Input data Start Marker

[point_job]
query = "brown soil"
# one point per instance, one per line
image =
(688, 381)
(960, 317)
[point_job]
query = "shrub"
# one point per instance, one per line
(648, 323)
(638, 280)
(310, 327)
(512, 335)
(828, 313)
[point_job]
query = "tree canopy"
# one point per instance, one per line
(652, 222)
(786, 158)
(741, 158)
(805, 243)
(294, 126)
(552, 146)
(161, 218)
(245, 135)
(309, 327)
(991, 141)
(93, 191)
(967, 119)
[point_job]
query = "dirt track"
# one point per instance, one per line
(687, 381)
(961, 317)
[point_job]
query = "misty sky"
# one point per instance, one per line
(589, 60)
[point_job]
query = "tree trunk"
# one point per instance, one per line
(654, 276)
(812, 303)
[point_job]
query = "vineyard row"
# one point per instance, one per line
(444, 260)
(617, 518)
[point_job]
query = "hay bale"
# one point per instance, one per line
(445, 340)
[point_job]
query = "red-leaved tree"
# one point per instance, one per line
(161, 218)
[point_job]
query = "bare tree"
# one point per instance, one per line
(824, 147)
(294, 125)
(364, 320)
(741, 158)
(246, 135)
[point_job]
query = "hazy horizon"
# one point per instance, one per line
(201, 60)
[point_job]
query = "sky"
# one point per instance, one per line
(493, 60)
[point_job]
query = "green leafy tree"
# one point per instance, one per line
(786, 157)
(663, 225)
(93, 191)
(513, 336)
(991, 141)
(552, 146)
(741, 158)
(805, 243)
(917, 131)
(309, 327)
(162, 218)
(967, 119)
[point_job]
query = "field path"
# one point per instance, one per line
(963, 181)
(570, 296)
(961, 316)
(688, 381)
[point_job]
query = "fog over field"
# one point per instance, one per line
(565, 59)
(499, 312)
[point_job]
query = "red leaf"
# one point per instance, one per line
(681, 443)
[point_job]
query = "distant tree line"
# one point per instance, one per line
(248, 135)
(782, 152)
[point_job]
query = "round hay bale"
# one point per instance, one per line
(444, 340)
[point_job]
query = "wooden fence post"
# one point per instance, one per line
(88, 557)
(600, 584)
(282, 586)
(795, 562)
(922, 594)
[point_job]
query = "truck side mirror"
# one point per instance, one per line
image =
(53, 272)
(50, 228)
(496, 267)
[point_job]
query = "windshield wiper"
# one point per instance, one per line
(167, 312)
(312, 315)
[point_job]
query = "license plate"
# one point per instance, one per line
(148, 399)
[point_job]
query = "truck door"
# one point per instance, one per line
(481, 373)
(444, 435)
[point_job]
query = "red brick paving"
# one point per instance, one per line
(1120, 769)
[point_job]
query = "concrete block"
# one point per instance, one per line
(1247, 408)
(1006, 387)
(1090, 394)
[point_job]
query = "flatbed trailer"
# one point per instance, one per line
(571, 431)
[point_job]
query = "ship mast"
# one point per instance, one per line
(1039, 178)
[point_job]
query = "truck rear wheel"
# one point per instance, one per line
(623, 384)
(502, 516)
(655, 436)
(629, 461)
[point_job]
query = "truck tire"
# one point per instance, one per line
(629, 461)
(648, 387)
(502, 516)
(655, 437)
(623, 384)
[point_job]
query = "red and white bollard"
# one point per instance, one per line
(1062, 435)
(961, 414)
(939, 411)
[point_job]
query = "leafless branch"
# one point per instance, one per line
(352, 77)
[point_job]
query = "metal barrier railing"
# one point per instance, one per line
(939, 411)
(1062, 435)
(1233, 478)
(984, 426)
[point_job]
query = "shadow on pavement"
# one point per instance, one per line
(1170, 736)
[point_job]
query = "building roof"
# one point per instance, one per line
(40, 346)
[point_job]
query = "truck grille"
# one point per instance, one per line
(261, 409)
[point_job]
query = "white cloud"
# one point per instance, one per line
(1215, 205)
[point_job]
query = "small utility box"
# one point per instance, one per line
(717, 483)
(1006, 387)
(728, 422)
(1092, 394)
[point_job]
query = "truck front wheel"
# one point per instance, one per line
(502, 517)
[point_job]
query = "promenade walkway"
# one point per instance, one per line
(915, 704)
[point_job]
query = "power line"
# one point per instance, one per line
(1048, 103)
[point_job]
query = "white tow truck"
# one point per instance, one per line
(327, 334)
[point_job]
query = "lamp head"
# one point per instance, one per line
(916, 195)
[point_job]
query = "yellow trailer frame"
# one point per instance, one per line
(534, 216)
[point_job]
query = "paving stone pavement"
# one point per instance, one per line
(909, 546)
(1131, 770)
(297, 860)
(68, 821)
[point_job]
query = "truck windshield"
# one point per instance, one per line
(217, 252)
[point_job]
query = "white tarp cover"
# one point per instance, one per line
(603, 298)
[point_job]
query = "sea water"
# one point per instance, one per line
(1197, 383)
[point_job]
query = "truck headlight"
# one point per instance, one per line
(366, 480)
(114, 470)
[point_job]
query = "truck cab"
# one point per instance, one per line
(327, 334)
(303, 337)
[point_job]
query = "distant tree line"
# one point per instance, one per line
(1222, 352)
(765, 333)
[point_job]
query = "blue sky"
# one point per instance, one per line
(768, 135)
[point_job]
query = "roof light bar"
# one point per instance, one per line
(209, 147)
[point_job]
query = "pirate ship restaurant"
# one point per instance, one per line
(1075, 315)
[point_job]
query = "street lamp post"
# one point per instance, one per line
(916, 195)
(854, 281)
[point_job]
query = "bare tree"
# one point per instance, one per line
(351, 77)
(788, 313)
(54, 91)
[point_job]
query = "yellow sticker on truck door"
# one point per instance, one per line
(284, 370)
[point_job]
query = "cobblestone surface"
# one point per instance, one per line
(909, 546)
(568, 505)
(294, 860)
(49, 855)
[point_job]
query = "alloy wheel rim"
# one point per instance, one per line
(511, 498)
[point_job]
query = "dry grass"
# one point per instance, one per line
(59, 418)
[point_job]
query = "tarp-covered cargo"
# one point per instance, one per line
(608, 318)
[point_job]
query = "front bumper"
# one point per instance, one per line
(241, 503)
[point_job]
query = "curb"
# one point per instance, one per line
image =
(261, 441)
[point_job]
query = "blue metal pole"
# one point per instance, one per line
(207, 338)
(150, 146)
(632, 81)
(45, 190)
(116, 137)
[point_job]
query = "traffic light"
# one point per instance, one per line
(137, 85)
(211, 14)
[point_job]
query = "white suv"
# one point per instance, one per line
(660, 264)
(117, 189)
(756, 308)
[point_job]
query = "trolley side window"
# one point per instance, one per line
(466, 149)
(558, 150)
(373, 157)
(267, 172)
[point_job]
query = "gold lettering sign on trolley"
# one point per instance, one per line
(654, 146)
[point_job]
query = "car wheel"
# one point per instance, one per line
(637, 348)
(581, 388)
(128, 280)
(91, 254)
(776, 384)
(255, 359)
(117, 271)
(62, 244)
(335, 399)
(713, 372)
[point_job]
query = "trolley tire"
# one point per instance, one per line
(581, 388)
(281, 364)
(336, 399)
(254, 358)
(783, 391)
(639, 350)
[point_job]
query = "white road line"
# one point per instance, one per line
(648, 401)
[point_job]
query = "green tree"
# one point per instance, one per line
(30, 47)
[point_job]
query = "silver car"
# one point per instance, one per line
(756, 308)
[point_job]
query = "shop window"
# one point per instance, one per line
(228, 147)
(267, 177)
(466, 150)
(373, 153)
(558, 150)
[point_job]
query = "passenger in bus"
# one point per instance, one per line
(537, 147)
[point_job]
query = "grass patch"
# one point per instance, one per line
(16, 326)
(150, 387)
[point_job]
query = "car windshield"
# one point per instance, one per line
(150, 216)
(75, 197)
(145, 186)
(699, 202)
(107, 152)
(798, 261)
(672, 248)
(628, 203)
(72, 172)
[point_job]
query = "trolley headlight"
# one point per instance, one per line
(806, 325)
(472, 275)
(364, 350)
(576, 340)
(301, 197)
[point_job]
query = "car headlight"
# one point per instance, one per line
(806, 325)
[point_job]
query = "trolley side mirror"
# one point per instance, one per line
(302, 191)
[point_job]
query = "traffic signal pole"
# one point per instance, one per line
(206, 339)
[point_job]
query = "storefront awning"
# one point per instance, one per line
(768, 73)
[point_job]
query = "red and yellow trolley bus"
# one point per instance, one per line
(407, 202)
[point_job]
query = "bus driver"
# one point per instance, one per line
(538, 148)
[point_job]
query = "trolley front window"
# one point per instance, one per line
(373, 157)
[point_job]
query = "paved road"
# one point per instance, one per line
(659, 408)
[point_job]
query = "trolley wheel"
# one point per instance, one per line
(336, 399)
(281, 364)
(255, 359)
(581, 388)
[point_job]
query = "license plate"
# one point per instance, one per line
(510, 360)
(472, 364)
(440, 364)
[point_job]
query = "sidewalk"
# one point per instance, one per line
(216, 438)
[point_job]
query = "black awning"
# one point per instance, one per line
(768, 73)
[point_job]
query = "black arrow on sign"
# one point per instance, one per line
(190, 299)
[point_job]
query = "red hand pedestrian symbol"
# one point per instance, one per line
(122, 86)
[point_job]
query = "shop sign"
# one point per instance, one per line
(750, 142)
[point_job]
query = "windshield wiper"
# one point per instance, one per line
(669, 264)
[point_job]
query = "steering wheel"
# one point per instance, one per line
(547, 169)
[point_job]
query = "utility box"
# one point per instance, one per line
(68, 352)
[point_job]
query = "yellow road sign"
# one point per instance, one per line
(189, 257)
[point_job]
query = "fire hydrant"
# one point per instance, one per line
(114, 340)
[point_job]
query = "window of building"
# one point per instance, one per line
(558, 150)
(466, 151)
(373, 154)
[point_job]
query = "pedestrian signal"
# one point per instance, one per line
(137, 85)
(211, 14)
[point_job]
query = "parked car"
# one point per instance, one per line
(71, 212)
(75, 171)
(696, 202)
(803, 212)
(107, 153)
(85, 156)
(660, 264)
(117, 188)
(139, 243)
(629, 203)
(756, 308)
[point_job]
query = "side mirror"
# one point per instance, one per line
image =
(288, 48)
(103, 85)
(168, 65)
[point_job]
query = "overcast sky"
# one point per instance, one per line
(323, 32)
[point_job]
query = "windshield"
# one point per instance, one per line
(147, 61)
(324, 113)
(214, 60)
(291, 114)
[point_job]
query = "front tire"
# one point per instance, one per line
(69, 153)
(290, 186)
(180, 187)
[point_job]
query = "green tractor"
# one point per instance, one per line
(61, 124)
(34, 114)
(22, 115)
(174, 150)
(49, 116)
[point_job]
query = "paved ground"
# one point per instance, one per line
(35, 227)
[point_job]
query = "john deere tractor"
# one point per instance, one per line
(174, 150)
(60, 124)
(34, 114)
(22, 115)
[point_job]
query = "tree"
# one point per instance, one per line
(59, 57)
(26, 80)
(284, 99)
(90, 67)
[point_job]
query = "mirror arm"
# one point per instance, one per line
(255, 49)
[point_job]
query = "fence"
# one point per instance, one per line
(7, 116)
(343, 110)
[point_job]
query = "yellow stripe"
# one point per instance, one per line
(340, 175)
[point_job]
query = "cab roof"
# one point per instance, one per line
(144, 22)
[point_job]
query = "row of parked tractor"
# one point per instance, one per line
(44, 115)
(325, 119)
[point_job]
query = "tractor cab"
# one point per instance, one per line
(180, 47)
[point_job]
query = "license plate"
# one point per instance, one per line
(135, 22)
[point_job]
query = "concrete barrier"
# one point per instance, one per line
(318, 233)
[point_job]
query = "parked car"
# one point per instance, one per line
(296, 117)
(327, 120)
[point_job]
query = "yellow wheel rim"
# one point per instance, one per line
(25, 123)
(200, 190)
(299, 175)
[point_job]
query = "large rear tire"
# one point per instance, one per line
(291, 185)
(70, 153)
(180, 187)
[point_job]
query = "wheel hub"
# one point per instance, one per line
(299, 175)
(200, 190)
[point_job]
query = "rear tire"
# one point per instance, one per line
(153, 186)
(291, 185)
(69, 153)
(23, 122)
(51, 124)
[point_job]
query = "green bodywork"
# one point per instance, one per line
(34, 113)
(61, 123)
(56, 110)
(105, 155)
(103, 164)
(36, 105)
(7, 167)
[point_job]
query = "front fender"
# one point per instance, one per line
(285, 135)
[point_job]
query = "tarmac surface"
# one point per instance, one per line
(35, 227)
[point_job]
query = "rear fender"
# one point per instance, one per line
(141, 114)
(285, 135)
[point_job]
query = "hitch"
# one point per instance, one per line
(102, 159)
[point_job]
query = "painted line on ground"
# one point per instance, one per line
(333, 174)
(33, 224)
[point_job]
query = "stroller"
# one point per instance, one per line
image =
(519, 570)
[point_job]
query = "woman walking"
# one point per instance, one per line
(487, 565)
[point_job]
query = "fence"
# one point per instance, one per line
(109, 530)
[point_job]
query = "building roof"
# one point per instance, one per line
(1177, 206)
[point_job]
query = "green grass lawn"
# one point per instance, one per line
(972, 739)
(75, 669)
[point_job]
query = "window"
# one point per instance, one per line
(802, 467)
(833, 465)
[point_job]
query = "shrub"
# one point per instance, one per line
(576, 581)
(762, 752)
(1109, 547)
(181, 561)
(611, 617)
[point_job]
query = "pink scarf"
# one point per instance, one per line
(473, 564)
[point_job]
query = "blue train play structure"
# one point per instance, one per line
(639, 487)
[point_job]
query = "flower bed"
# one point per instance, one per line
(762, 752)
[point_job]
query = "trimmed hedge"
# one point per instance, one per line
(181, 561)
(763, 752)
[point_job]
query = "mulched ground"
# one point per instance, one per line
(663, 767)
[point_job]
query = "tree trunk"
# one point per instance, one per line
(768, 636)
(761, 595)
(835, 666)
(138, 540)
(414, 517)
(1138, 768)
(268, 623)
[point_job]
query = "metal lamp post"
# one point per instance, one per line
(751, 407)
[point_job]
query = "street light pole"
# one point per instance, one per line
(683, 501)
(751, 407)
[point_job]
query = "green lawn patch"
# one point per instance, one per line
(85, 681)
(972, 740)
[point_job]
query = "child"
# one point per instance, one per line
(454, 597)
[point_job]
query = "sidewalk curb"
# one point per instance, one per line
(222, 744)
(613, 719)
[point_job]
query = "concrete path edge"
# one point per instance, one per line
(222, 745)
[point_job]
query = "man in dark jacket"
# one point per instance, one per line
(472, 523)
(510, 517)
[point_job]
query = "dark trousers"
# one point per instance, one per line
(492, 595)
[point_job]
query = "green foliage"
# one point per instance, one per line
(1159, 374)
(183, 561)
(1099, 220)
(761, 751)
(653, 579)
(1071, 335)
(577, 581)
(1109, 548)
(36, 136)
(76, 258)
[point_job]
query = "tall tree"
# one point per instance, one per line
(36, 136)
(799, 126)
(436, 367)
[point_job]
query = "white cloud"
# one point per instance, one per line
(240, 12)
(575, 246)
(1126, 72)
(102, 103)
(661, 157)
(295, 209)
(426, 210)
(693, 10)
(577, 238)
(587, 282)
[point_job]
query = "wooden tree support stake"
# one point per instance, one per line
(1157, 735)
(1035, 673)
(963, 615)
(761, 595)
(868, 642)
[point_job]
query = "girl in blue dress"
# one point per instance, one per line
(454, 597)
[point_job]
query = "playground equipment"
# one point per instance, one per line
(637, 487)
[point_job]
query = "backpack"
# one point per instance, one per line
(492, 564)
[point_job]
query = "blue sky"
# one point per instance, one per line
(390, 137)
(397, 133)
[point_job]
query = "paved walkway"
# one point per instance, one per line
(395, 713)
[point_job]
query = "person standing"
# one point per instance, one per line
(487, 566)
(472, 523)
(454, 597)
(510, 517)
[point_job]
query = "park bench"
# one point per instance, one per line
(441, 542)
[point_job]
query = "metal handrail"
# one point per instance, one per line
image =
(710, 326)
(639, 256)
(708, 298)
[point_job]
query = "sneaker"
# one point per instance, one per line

Input data End Marker

## Exercise requirements
Lines above with the word "trolley" should be counted, and the reply is that count alone.

## Result below
8